● Saved entries:
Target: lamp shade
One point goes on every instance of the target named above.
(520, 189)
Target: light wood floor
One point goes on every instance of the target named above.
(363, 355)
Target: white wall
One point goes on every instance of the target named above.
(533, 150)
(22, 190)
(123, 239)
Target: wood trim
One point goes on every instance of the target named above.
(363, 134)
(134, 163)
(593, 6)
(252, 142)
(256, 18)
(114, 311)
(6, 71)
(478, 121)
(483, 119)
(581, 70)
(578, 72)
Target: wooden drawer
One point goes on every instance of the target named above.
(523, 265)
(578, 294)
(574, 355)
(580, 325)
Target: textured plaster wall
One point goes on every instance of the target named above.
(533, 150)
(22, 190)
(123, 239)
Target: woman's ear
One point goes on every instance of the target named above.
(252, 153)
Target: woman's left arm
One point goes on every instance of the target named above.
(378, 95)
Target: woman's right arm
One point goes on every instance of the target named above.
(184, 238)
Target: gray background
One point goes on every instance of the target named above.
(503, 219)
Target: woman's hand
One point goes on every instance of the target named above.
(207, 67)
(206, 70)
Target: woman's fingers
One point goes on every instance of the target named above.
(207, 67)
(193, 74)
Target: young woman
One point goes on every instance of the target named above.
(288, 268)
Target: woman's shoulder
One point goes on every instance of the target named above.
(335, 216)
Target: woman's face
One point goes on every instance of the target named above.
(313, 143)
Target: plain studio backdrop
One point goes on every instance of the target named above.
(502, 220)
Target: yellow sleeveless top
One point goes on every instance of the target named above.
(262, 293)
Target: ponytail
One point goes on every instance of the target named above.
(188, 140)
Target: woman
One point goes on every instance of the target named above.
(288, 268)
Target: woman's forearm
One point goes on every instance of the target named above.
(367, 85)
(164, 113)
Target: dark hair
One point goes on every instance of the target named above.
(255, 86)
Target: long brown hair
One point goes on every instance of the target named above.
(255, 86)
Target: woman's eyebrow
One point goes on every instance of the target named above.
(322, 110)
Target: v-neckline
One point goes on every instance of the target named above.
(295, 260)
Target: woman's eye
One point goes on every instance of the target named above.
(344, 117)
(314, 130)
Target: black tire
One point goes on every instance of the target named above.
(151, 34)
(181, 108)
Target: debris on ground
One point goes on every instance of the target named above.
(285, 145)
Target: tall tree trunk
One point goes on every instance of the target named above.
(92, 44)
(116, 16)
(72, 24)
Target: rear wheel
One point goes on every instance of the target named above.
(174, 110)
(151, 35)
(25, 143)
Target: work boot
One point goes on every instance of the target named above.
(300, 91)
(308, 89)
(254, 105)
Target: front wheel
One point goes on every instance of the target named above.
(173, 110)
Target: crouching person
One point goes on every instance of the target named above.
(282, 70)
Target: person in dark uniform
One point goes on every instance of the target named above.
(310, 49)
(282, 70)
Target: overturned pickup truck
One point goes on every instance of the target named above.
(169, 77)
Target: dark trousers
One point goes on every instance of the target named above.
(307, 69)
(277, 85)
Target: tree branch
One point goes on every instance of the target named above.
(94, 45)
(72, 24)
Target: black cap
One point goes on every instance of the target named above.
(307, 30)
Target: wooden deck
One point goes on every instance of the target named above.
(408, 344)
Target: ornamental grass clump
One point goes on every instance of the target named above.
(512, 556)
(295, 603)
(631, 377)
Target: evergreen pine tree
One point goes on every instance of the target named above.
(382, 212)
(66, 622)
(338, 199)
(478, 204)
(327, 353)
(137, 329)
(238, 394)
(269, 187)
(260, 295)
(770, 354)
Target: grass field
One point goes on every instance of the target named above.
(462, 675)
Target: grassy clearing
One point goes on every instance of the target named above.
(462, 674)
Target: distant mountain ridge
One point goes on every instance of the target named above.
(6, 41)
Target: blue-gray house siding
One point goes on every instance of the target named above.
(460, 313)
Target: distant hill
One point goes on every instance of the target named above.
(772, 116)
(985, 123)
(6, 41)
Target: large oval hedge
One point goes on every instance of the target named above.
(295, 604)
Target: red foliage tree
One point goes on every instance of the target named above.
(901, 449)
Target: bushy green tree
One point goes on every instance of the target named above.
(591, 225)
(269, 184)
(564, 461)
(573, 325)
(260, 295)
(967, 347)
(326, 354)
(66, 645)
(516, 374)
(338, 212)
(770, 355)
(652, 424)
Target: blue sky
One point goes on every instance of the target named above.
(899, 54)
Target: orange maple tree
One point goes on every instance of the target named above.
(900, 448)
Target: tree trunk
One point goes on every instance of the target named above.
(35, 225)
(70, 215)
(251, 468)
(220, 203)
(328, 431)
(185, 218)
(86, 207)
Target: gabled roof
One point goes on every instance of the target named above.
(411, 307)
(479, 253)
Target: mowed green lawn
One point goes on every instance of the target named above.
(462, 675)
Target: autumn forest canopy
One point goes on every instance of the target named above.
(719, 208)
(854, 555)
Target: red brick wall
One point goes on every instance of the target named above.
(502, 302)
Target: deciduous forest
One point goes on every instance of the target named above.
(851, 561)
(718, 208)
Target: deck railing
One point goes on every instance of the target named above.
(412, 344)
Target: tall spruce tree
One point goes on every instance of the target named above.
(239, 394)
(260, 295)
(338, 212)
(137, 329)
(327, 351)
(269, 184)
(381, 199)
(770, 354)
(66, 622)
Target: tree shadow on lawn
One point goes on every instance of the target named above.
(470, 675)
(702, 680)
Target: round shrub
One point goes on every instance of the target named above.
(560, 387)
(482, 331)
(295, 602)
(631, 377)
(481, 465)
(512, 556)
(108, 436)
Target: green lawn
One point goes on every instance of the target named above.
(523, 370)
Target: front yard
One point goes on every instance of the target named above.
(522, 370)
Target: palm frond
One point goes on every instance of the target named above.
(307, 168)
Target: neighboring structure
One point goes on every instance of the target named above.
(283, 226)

● EXERCISE REQUIREMENTS:
Repeat every one of the saved entries above, line for line and unchanged.

● EXPECTED OUTPUT:
Target: lamp shade
One point goes on every instance of the target named above.
(520, 189)
Target: light wood floor
One point goes on every instance of the target named above.
(363, 355)
Target: white wall
One point goes on every instance of the target named above.
(533, 150)
(22, 190)
(123, 239)
Target: wood trim
One point goes on every instance of the target named above.
(363, 134)
(134, 163)
(593, 6)
(252, 142)
(256, 18)
(114, 311)
(6, 71)
(478, 121)
(483, 119)
(581, 70)
(578, 72)
Target: wooden drawer
One point goes on every instance of the target named above.
(523, 265)
(578, 294)
(574, 355)
(580, 325)
Target: textured plaster wall
One point goes on every instance of the target named above.
(533, 150)
(22, 190)
(123, 239)
Target: woman's ear
One point goes on every instance of the target named above.
(252, 153)
Target: woman's left arm
One point goes on every instance of the target named above.
(378, 95)
Target: woman's right arm
One point goes on every instance of the target named above.
(184, 238)
Target: gray background
One point goes on every instance of the target named above.
(503, 219)
Target: woman's hand
One point goes on every instance of the target named above.
(207, 67)
(206, 70)
Target: woman's fingers
One point goes on every instance of the target named above.
(207, 67)
(193, 74)
Target: young woman
One point goes on every instance of the target named above.
(288, 268)
Target: woman's shoulder
One point goes on every instance of the target named above.
(335, 216)
Target: woman's face
One point goes on every instance of the target named above.
(313, 143)
Target: plain studio backdrop
One point goes on every instance of the target named above.
(502, 220)
Target: yellow sleeveless top
One point goes on every instance of the target named above.
(262, 293)
Target: ponytail
One point goes on every instance of the target named above.
(188, 140)
Target: woman
One point goes on every instance of the target named above.
(288, 268)
Target: woman's forearm
One point goes on every instance of the target named above.
(367, 85)
(164, 113)
Target: dark hair
One point goes on every instance of the target named above.
(255, 86)
Target: long brown hair
One point goes on every instance of the target named above.
(255, 86)
Target: woman's eyebrow
One point goes on every instance of the target named above.
(322, 110)
Target: v-neckline
One point goes on every instance of the target named above.
(295, 260)
Target: woman's eye
One point goes on every instance of the target named above.
(344, 117)
(314, 130)
Target: black tire
One point goes on every instance of the target named above.
(151, 34)
(181, 108)
Target: debris on ground
One point goes on every instance of the target named above.
(285, 145)
Target: tall tree trunk
One point goes on every instance of the target named above.
(92, 44)
(116, 16)
(72, 24)
Target: rear wheel
One point goes on every instance of the target named above.
(174, 110)
(151, 35)
(25, 143)
Target: work boot
One point goes on every instance of the target named above.
(300, 91)
(308, 89)
(254, 105)
Target: front wheel
One point goes on every instance of the target named above.
(173, 110)
Target: crouching person
One point goes on every instance of the target named above.
(282, 70)
Target: person in dark uniform
One point goes on every instance of the target named above.
(310, 49)
(282, 70)
Target: overturned pickup truck
One point goes on every instance of the target named above.
(169, 77)
Target: dark trousers
One point goes on every instance of the target named above.
(307, 69)
(277, 85)
Target: tree branch
One point goes on every instance of the target named above.
(94, 45)
(72, 24)
Target: black cap
One point goes on every instance of the target named above.
(307, 30)
Target: wooden deck
One point goes on every instance of the target named above.
(408, 344)
Target: ornamental grass clump
One point goes on every instance of the target named above.
(512, 556)
(295, 603)
(631, 377)
Target: evergreen pine tree
One point goes on every instance of the target named above.
(382, 212)
(66, 622)
(338, 199)
(478, 204)
(327, 353)
(137, 329)
(238, 394)
(269, 187)
(260, 295)
(770, 354)
Target: grass field
One point goes on every instance of the target named above.
(462, 675)
Target: grassy clearing
One point goes on every instance of the target named above.
(462, 674)
Target: distant mountain ridge
One point goes on every instance of the target named above.
(6, 41)
Target: blue-gray house siding
One point goes on every instance of the target named above.
(460, 313)
Target: distant hill
One point goes on every instance of the target named above.
(772, 116)
(985, 123)
(6, 41)
Target: large oval hedge
One point goes on every instance of the target named above.
(295, 604)
Target: red foliage tree
One point goes on every instance of the target named above.
(901, 449)
Target: bushy green tree
One point goes on every instance of the target named above.
(591, 225)
(269, 184)
(564, 461)
(573, 325)
(260, 295)
(967, 347)
(326, 354)
(66, 645)
(516, 374)
(338, 212)
(770, 355)
(652, 424)
Target: blue sky
One point goes on every instance of the target named above.
(899, 54)
Target: orange maple tree
One point goes on every instance of the target named above.
(900, 448)
Target: tree trunk
One point goes on every instance of the target named above.
(35, 225)
(70, 215)
(251, 468)
(220, 203)
(328, 431)
(185, 218)
(86, 207)
Target: gabled roof
One point goes on every instance of the target named above.
(411, 307)
(479, 253)
Target: mowed green lawn
One point goes on every instance of the target named above.
(462, 675)
Target: autumn forest canopy
One point goes on every instance of the target named above.
(719, 208)
(854, 555)
Target: red brick wall
One point goes on every instance of the target named above.
(502, 302)
Target: deciduous forest
One point goes on every instance of the target named above.
(851, 561)
(718, 208)
Target: deck railing
One point goes on every instance of the target named above.
(412, 344)
Target: tall spruce tree
One point goes on every instance of the target named above.
(239, 394)
(260, 295)
(338, 212)
(137, 329)
(327, 351)
(269, 184)
(381, 199)
(770, 354)
(66, 622)
Target: tree shadow on lawn
One point goes on every instance of the target named above.
(470, 675)
(702, 680)
Target: round shrub
One point goes on every instance of the target named above.
(560, 387)
(482, 331)
(295, 602)
(631, 377)
(481, 465)
(512, 556)
(108, 436)
Target: green lawn
One point goes on every instance of the target named above.
(523, 370)
Target: front yard
One point goes on every instance of the target named above.
(522, 370)
Target: palm frond
One point goes on every instance of the target named above.
(307, 168)
Target: neighboring structure
One point goes on every instance of the target named above.
(283, 226)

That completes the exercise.